TEXT EXCERPT:
Yeah. I think, you know, as the module assembling growth module right now is lower. So it's not discouraged, I think of the module sales in China temporary. But if we look at the sale, I think inventory is there. I think some company, maybe the big - in the history, they almost manipulate the wafer capacity. But in the future, right now, they're vertically integrated. If they kind of selling wafer, you know, all in the module, I think it's okay. But if they continue to increase the price of the wafer, you know, if they kind of selling the module, you know, what's the next step? They have to reduce the module, wafer price? All right. So I think that's the time, only the time can tell you. So I'm not going to do any comments. I think the stock price tells everybody, right?

Karl Liu, Analyst

Okay. Yeah. Thank you very much. That's all my question.

Longgen Zhang, CEO

Thank you.

Ming Yang, CFO

Thank you.

Operator, Operator

Next question is from Philip Shen with ROTH Capital Partners. Please go ahead.

Philip Shen, Analyst

Hi, everybody. Thank you for taking my questions. The first one is just a follow-up on the outlook for China's demand. Can you share what you think the overall demand will be this year? Do you think it will be 60 gigawatts? Or do you think it's 80 gigawatts, for example? And perhaps some talk about what that split might be by quarter?

Detection annotation data:
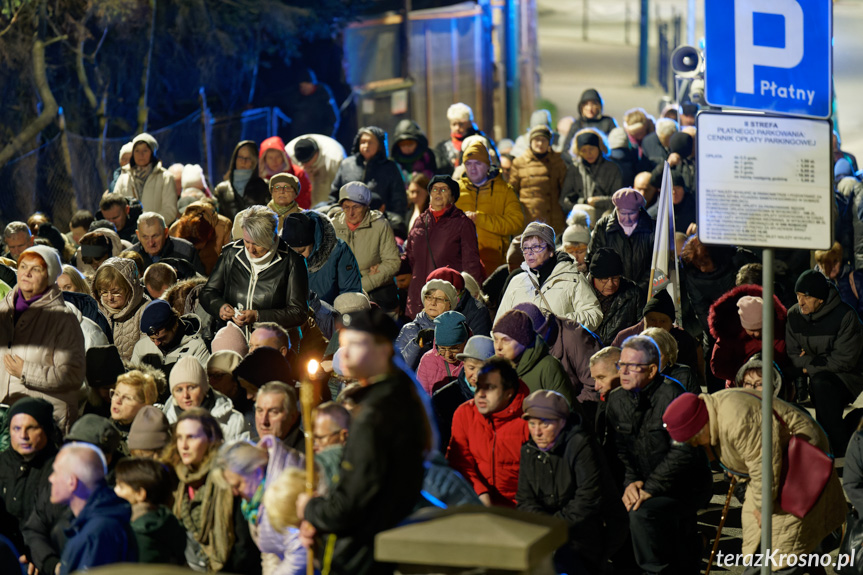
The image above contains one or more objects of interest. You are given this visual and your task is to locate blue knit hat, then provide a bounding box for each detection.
[435,311,470,347]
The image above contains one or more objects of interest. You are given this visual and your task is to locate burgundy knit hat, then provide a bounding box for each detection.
[426,266,464,292]
[662,393,710,442]
[491,309,536,347]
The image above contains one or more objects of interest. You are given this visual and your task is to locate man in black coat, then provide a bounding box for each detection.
[0,397,60,552]
[607,336,712,574]
[785,270,863,457]
[297,308,434,575]
[132,212,207,276]
[588,248,645,343]
[516,390,627,573]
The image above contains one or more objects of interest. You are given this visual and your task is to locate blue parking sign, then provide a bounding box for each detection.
[704,0,833,118]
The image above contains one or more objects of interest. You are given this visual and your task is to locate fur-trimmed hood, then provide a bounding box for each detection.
[707,284,788,339]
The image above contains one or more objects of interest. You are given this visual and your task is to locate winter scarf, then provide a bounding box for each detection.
[231,169,252,197]
[174,449,234,571]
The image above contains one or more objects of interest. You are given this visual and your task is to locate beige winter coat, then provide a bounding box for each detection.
[96,258,150,361]
[700,389,845,566]
[332,210,401,293]
[0,284,86,431]
[114,162,177,225]
[509,150,566,235]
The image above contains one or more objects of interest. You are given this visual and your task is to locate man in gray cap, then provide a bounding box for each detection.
[495,222,602,330]
[516,389,628,573]
[432,335,494,450]
[297,308,434,573]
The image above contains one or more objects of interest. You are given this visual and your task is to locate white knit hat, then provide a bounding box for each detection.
[18,245,63,286]
[168,355,210,394]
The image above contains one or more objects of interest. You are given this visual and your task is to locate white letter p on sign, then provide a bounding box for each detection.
[734,0,803,94]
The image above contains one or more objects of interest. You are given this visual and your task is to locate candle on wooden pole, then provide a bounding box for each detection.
[300,359,318,575]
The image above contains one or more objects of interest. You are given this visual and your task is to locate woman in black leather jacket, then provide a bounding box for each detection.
[201,206,309,335]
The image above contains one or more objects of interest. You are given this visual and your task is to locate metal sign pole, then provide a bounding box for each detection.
[761,248,784,575]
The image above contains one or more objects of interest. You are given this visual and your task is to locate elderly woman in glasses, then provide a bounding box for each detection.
[495,222,602,331]
[405,176,485,317]
[396,279,458,370]
[201,206,309,329]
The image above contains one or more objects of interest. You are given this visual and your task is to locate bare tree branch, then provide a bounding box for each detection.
[0,37,60,167]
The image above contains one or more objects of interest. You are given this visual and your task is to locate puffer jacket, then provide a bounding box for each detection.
[75,228,132,278]
[396,311,434,369]
[446,383,530,507]
[606,375,713,503]
[587,276,646,342]
[515,336,581,413]
[509,148,567,235]
[516,422,629,565]
[587,208,656,293]
[455,290,491,335]
[390,118,437,181]
[785,286,863,397]
[162,388,251,441]
[405,206,485,317]
[0,446,57,545]
[417,345,464,397]
[545,316,602,403]
[258,136,312,209]
[305,211,362,305]
[96,258,150,361]
[114,162,178,224]
[64,298,111,351]
[0,286,86,431]
[60,484,137,575]
[456,170,524,281]
[201,240,309,329]
[332,210,401,293]
[560,156,623,214]
[700,389,846,568]
[168,202,233,275]
[495,254,602,330]
[132,314,210,366]
[330,126,408,214]
[213,140,270,221]
[708,284,788,385]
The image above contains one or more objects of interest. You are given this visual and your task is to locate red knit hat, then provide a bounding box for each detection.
[662,393,710,442]
[426,266,464,292]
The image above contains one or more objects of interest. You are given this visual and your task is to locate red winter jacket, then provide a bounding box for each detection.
[447,382,530,507]
[707,284,789,387]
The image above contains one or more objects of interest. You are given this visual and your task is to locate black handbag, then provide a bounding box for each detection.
[835,509,863,575]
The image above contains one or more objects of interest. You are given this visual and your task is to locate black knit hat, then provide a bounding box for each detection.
[794,270,830,301]
[234,347,294,388]
[294,138,318,164]
[342,307,399,341]
[426,174,459,203]
[66,413,121,456]
[86,345,126,388]
[6,397,54,435]
[642,290,677,321]
[282,212,315,248]
[590,248,623,279]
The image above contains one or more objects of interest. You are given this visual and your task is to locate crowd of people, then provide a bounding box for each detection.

DIRECTIONS:
Translate this sentence from the call transcript into Spanish: "Can you share what you think the overall demand will be this year?"

SOLVED EXERCISE:
¿Puede compartir cuál cree que será la demanda total este año?